### OBJECTIVE
Write out the data again in full, exactly as it reads.

### RECORDS SUPPLIED
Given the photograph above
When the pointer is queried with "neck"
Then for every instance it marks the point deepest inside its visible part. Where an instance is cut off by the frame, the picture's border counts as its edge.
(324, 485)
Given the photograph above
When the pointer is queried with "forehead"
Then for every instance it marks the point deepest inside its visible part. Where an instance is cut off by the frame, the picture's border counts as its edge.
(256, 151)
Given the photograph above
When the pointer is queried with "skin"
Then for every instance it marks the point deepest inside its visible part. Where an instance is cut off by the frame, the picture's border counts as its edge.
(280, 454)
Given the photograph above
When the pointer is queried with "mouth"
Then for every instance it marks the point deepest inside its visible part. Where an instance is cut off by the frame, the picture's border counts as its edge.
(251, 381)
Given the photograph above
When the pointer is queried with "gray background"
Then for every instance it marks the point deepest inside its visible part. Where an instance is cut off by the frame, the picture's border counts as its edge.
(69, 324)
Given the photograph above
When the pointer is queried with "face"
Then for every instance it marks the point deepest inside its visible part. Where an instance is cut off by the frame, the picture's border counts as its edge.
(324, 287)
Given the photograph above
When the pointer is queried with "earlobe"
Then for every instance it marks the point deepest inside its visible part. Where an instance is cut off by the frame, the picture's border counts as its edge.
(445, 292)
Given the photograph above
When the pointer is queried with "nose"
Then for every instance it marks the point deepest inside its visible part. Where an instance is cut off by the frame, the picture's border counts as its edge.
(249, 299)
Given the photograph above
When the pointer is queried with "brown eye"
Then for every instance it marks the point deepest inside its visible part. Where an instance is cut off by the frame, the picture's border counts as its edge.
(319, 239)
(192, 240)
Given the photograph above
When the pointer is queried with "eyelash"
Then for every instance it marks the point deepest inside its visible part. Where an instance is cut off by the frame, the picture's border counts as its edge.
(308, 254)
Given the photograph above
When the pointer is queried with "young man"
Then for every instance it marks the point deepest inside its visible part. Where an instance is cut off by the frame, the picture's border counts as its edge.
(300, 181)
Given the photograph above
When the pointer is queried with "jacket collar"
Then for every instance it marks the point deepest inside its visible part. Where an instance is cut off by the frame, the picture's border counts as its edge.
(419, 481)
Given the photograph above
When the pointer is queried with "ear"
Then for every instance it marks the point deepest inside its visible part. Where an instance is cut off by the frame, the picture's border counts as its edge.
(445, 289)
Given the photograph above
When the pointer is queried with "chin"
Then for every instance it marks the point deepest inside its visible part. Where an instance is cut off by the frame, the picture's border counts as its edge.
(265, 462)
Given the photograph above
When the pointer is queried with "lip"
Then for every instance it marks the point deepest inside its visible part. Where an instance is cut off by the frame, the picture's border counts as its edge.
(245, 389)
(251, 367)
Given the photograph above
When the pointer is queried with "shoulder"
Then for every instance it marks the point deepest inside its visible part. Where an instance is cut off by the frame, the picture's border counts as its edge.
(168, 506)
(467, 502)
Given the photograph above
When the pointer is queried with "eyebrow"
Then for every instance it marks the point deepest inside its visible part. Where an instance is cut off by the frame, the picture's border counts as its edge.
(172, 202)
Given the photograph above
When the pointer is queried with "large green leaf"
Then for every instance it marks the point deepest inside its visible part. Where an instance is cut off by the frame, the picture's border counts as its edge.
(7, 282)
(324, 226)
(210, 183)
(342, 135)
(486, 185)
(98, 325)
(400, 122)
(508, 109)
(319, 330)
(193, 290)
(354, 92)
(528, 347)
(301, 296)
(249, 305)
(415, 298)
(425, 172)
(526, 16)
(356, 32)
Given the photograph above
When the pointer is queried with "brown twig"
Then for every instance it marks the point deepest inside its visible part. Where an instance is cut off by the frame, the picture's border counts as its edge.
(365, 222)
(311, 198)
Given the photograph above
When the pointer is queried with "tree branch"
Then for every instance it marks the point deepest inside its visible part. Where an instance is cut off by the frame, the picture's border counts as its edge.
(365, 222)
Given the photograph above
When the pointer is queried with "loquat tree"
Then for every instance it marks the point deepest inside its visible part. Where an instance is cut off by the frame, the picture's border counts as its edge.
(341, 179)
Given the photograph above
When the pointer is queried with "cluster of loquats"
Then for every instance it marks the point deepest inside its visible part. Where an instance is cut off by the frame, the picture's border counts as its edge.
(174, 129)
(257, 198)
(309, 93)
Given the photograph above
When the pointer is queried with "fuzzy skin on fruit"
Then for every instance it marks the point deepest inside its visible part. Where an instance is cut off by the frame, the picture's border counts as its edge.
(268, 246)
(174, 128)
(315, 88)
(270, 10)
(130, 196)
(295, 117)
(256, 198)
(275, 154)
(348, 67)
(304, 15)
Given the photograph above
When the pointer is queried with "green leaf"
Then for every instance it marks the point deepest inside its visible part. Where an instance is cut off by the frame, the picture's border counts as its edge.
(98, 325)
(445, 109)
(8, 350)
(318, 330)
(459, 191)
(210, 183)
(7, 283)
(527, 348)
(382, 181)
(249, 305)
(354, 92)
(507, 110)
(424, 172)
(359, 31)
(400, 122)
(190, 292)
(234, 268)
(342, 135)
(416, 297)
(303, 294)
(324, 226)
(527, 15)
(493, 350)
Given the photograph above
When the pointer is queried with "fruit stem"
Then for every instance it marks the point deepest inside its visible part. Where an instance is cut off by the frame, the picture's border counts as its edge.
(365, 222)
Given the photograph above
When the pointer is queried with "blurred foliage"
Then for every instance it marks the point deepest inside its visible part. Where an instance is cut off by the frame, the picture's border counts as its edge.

### SOLUTION TO THIS TASK
Given the photograph above
When the pointer is queried with "neck"
Then for every instance it marks the point deepest inside its visible part. Where an instance is cut off by the frame, the picture's border counts as its edge.
(324, 485)
Given the photograph above
When the pointer is queried with "forehead"
Then for every instance it marks the point deepest inside its visible part. Where an instance is cut off by the frame, the picture's border counts as its edge.
(256, 151)
Given the photograph above
When the pointer is queried with "skin"
Then for every instance it marks the point deepest inside its visible part. Where an instance is cut off by the frame, the picture's border counts as its edge.
(280, 454)
Given the photograph above
When the pointer is queried with "mouth"
Then for every instance it marks the point deepest inside its visible part. Where an instance is cut off by the frame, the picture's border counts as its edge.
(251, 381)
Given the photograph above
When the pointer is queried with "gray background"
Then for every instance it marks the point deepest inside its visible part. Where an instance is cut off by the frame, the picture's border counts as its edge.
(69, 324)
Given the photograph above
When the pointer is queried with "face"
Then for every instance it marks the point deepest inside its visible part. Where an instance is cut off by the frame, the picture's border counts as its edge.
(324, 287)
Given the photograph above
When the pointer is queried with "earlobe"
Then for every instance it marks the point deepest inside its visible part. Where an instance is cut off by the frame, the picture's border counts as its edge.
(445, 292)
Given the photograph above
When the pointer is queried with "nose"
Then for every instance it marks the point deepest inside its visible part. Where an instance is cut off by the frame, the picture's border counts as its edge.
(249, 299)
Given the photograph above
When the pointer is queried with "brown eye"
Then for every instance it marks the point deepest inside its visible part. Where an instance is cut off by the frame, the picture's border counts as its edge.
(319, 239)
(192, 240)
Given the photograph above
When the pointer is queried with "eyelash"
Then for every instance it marks the point deepest inside its visible part. Where an instance is cut off by the frame, the picture's border counts as its edge.
(308, 254)
Given the photograph above
When the pointer is queried with "young man"
Then for every instance it marks the point deepest inside its visible part. Where an instance is cut off by the frame, the picture's border counts as its edge.
(300, 181)
Given the photograph above
When the pointer is queried with "jacket collar"
Then for every instance it marks the point deepest inside its visible part. Where an instance is cut off by the frame, the picture's border counts as its edge.
(419, 481)
Given the photograph above
When the pointer is queried with "ear"
Then for every instance it marks the point deepest inside its visible part. Where an instance is cut off by the frame, the picture's border counts as its edge.
(445, 289)
Given the photograph above
When the pointer is queried with "chin"
Then for every instance it marks the point deepest inside its visible part. Where an instance is cut off by the frame, the picture's border counts as its edge.
(265, 462)
Given the photograph above
When the pointer is queried with "lip"
Then for every instance it marks the point deepest inside its visible part. Where an instance is cut off by the frame, the picture's border counts as its edge.
(245, 389)
(251, 367)
Given the photograph above
When the pointer is queried with "shoulder"
Then for every instance it marks the point deepest inside its visible part. Where an instance is cut off by the frame, the picture's border counts as its edge.
(168, 506)
(467, 502)
Given the photograph above
When the pointer is queried with "eyebrow"
Then for every instance it marks the point deepest inside its visible part. Where an instance is cut off by the frame, the picture's border counts as its edge.
(172, 202)
Given the photograph above
When the pointer is queried with "large green leaf"
Then for every instance it marks the point deepest inside its visible part. Where an instance is cut off by the frame, the picture's border counts as its edge.
(7, 282)
(324, 226)
(210, 183)
(342, 135)
(486, 185)
(98, 325)
(400, 122)
(508, 109)
(319, 330)
(193, 290)
(354, 92)
(528, 347)
(301, 296)
(249, 305)
(415, 298)
(425, 172)
(526, 16)
(356, 32)
Given the photograph above
When the pointer is queried with "brown twig"
Then for every instance it marks the point deepest inside its visible part. Where an instance is cut off by the frame, the picture's border counts as its edge.
(365, 222)
(311, 198)
Given the photograph above
When the pointer is queried with "tree branch"
Then for every instance it marks the point deepest inside its visible part. Where an instance is cut off by the frame, the picture's border counts as its edge.
(365, 222)
Given the photograph above
When the pointer is queried with "loquat tree"
Then for every instance it marks the point deepest inside its visible part. Where an instance is cut off by the frame, the picture's border counts as its edge.
(341, 179)
Given the photograph above
When the pointer is queried with "cluster of loquats"
Then for every instance it marks the point deepest inside its visible part. Where an instance is cut off by the frame, the picture's border counts as its edge.
(174, 129)
(257, 198)
(309, 93)
Given the photograph above
When the pointer is queried with "fuzzy skin on fruit"
Then for every instance it marks the point deepest inside its visible part. Where an instance is cut off by the frame, the picture's border counts as its edge.
(268, 246)
(174, 128)
(315, 88)
(270, 10)
(130, 196)
(295, 117)
(256, 198)
(275, 154)
(348, 67)
(304, 15)
Given the photograph above
When the pointer is queried with "green leaf"
Then for every instance it marks the point deepest inside its visible part. Where an instance is cut off by the frame, the picture's border counts as its edge.
(98, 325)
(445, 109)
(8, 350)
(318, 330)
(459, 191)
(210, 183)
(7, 283)
(527, 348)
(382, 181)
(249, 305)
(354, 92)
(507, 110)
(424, 172)
(359, 31)
(400, 122)
(190, 292)
(234, 268)
(342, 135)
(416, 297)
(303, 294)
(324, 226)
(527, 15)
(493, 350)
Given the photograph above
When the pointer is queried with "fruit stem"
Then for every instance it marks the point deepest inside its visible part. Where an instance is cut off by the frame, the picture's border counts as its edge.
(365, 222)
Given the photograph above
When the pointer is queried with "blurred foliage"
Then for every instance it marks the point deepest inside its visible part. Where an instance is cut off by the frame, the picture's border counts as its edge.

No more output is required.